* [WHAT THIS EXERCISE ASKS]
1. From the article below on Ja Morant's block, list every element of his game that the article says has positioned him to make his first all-star team.
2. Please pick up the article below on Ja Morant's block and continue it from the point where it stops.

* [QUOTED PASSAGE]
◆ ◆ ◆

How Ja Morant’s block conjured memories of LeBron, Jordan and Russell
When Ja Morant soared to block a transition layup attempt by Los Angeles Lakers guard Avery Bradley on Sunday, the Memphis Grizzlies’ bench jumped to its feet and the superlatives started flying. Lakers star LeBron James called it a “spectacular play” made possible by “rockets in his calf muscle,” and the Grizzlies’ Jaren Jackson Jr. called it “probably the best block I’ve seen.” Social media was agog over various replay angles, all of which seemed more preposterous than the last.
Morant’s block was amazing on its face, and it combined the many elements of his game that have positioned the third-year guard to make his first all-star team next month: speed, timing, powerful leaping ability, body control and high basketball intelligence. But the highlight play will endure in the collective memory because it also melded aspects of other famous blocks.
James noted that Morant began the play by “stalking down [his] prey” in the same way that James blocked Golden State Warriors forward Andre Iguodala during the closing minutes of Game 7 of the 2016 NBA Finals. Just as James gave chase during arguably the most revered defensive play in league history, Morant was hustling back after a turnover near midcourt.
“Bad mistake on my part,” he said. “I should have recognized they were doubling and blitzing me. I just got careless with the ball.”
In 2016, James sprinted back to thwart a fast break after a Kyrie Irving miss left Cleveland exposed. On Sunday, Morant retreated after losing the ball under pressure from Bradley. Both James and Morant gave chase from the backcourt before picking up steam as they got closer to the hoop and then downshifting slightly to calibrate their positioning. In both cases, they benefited from the presence of another defender: J.R. Smith helped slow Iguodala, while Desmond Bane did the same to Bradley.
In addition to the half-foot gap between their listed heights, there were two other crucial differences: The 6-foot-9 James leaped off one foot and blocked Iguodala’s shot with his right hand, while the 6-3 Morant leaped off both feet and deflected Bradley’s shot with both hands. Indeed, Morant’s block had more in common mechanically with Michael Jordan’s legendary block of Ron Mercer in 2002.

◆ ◆ ◆

* [RECORDS]
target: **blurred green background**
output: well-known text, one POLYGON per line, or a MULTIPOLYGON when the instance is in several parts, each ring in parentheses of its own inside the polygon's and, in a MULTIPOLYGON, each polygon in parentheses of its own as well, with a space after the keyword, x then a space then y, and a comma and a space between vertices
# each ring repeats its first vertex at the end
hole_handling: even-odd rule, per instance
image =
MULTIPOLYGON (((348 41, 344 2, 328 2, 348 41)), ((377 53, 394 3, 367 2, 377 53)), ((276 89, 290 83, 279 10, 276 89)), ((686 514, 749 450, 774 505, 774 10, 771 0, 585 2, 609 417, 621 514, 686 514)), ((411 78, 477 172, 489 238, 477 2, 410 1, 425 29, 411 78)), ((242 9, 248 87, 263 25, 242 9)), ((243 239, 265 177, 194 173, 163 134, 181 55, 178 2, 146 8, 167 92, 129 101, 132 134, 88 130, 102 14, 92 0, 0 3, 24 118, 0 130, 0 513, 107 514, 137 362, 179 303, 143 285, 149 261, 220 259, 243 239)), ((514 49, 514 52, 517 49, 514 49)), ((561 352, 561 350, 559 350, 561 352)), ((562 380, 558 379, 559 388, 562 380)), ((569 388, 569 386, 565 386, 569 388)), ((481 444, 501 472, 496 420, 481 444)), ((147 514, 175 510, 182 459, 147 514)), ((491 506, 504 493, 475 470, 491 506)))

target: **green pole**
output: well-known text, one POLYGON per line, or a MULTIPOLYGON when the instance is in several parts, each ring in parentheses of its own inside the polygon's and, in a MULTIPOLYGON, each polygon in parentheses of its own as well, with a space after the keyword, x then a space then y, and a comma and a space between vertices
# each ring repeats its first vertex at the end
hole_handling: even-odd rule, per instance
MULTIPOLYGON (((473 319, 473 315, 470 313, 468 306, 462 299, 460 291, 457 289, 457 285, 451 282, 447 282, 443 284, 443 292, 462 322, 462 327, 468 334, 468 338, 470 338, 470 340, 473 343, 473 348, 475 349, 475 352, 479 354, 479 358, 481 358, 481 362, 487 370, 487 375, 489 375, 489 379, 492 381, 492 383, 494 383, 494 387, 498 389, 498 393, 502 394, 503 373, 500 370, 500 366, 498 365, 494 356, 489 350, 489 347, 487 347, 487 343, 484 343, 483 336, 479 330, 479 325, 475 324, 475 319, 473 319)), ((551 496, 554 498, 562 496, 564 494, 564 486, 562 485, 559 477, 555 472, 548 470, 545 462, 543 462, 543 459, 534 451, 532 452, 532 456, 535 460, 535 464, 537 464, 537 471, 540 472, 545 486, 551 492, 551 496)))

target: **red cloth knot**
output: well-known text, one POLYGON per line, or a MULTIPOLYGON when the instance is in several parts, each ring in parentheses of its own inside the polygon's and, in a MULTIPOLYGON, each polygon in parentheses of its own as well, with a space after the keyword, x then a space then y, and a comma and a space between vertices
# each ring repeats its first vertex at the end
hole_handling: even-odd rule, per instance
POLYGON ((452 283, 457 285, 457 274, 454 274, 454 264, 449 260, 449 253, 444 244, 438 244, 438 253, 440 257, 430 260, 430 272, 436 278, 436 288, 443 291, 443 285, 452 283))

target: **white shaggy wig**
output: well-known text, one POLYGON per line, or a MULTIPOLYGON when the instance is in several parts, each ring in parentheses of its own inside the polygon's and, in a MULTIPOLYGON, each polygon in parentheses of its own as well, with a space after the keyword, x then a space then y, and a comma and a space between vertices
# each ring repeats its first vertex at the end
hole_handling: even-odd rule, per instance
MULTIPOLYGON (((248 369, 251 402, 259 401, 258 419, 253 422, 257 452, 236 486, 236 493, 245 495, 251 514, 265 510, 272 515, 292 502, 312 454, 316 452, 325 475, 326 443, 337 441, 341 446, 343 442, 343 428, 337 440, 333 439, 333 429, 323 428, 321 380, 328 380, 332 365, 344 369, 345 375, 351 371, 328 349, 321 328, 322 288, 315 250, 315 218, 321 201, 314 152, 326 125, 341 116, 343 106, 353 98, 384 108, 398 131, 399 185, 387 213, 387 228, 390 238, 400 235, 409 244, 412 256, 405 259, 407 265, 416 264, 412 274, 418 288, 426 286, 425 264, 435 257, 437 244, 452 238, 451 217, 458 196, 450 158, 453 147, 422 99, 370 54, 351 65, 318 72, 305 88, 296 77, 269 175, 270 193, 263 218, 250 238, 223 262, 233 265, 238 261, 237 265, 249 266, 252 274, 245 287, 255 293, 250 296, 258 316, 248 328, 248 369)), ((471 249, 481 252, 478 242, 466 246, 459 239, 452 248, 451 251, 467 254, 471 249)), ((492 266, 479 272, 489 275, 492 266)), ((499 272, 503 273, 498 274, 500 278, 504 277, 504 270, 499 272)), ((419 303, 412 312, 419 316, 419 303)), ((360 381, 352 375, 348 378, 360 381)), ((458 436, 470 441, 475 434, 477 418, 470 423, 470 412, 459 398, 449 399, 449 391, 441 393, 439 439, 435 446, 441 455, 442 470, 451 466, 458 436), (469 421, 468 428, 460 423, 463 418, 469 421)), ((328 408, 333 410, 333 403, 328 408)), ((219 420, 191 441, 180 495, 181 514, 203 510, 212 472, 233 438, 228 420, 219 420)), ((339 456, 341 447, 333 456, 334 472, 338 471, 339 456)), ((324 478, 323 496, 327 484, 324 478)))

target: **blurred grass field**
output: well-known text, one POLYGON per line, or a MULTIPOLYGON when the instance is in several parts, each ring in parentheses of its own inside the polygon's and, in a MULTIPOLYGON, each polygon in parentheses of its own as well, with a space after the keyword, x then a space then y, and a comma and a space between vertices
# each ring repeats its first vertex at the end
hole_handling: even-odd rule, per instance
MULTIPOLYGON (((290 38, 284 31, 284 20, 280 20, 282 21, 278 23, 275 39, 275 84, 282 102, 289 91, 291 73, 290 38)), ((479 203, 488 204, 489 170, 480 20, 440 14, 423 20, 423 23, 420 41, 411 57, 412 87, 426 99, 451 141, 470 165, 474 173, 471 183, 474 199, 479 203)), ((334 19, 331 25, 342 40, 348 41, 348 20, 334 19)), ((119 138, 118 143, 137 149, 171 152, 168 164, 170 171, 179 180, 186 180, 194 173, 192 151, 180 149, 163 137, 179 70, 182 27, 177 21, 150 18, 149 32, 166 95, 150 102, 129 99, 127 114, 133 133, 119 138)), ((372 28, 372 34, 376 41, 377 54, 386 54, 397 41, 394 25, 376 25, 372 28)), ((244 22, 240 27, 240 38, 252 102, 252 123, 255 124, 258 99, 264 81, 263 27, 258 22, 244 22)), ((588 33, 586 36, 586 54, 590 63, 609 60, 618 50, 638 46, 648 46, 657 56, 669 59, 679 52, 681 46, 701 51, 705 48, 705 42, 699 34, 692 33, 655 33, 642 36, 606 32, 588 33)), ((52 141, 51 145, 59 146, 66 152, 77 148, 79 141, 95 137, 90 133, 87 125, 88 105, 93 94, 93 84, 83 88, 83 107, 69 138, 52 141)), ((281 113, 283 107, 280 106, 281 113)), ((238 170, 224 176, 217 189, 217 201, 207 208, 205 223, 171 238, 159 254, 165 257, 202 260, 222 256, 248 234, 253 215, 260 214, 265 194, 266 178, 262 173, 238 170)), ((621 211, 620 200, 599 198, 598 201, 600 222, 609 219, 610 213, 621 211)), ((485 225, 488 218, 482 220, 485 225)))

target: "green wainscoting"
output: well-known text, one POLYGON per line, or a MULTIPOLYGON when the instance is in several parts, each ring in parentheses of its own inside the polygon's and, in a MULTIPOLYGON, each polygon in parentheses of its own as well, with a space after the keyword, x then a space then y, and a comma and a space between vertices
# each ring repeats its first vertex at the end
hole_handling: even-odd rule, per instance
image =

◆ ◆ ◆

* [WRITTEN ANSWERS]
1. speed, timing, powerful leaping ability, body control, high basketball intelligence

2.
Jordan, out of retirement for the second time and playing for the Washington Wizards at 38, missed a jumper and raced back in transition to catch up with the much younger Mercer in the final minute of a tight game against the Chicago Bulls, his former team. As Mercer attempted a layup while driving to the right side of the basket, Jordan jumped off two feet and plucked the ball out of the air with both hands, pulling it back over his head to ensure he didn’t pin it against the backboard.
At his apex, Morant also snatched the ball with both hands but smartly deflected it off the glass to avoid a goaltending violation. The sheer verticality of Morant’s effort was impressive — his hands were even with the box on the backboard, and his head was nearly at rim level.
But the roots of Morant’s highlight trace back even further than Jordan, all the way to legendary Boston Celtics center Bill Russell. Though blocks weren’t an official stat when Russell played in the 1950s and 1960s, he was regarded as a defensive mastermind for his ability to protect the paint. Russell has been credited for understanding and demonstrating the importance of controlling the block’s result to prevent the offensive team from getting another scoring chance and to potentially start a transition opportunity.
Instead of spiking the ball into the stands or slamming it hard off the glass for emphasis, Morant almost delicately redirected the ball into the open court roughly 90 degrees to his right. That allowed him to land, collect himself, grab the ball and race off in the other direction, just like Russell preached.
“Most times on the break like that, if you block it, they might have a player trailing to get the ball and lay it up,” Morant explained. “I was trying to block the shot, stop them from scoring and secure the ball at the same time. It worked out perfect for me. Now I’m probably all over the Internet for it.”
Images from NBA League Pass.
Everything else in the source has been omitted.